▶ [WORK INSTRUCTIONS]:
1 – In the passage about Townshend and iTunes, what label did Townshend give iTunes?
2 – From the passage about Townshend and iTunes, extract the stretch from "Apple - and" through "to the artist.".

▶ [DOCUMENT SECTION]:
— begin —

Today, Townshend said, the iTunes only offered a distribution and royalty collection platform. Taking his banking analogy, you could agree that the High Street bank - where a friendly (or unfriendly) bank manager might offer you a personal approach to managing your finances  - has disappeared, and that banking today revolves around an impersonal experience of ATMs, direct debits and online banking whereby there is little human or emotional involvement.

Hiding behind the semi-fictional persona of "the inner artist", Townshend laid into Steve Jobs (annoyingly and, I suspect, quite deliberately pronouncing his name as the Biblical "Jobes"), branding  iTunes a "digital vampire", a headline-friendly provocation if ever I've seen one.

Apple - and iTunes - came up with a workable model for online content distribution. It may not be entirely equitable to the artists, but I'd vouch that there were never any record labels or music publishers who designed contracts to be philanthropically beneficial to the artist.

— end —

▶ [EXTRACTED INFORMATION]:

— begin —

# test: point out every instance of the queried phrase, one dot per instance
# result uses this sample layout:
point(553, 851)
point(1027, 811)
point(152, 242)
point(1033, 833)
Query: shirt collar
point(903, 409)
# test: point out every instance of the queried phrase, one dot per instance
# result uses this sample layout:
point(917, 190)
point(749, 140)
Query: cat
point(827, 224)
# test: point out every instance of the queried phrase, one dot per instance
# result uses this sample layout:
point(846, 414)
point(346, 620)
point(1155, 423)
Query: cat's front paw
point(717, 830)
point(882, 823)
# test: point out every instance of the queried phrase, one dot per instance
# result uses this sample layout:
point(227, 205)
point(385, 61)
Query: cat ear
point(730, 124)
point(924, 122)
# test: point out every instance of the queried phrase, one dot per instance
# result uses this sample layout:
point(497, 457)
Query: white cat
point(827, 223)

— end —

▶ [ANSWERS]:
1 – A "digital vampire."

2 –
Apple - and iTunes - came up with a workable model for online content distribution. It may not be entirely equitable to the artists, but I'd vouch that there were never any record labels or music publishers who designed contracts to be philanthropically beneficial to the artist.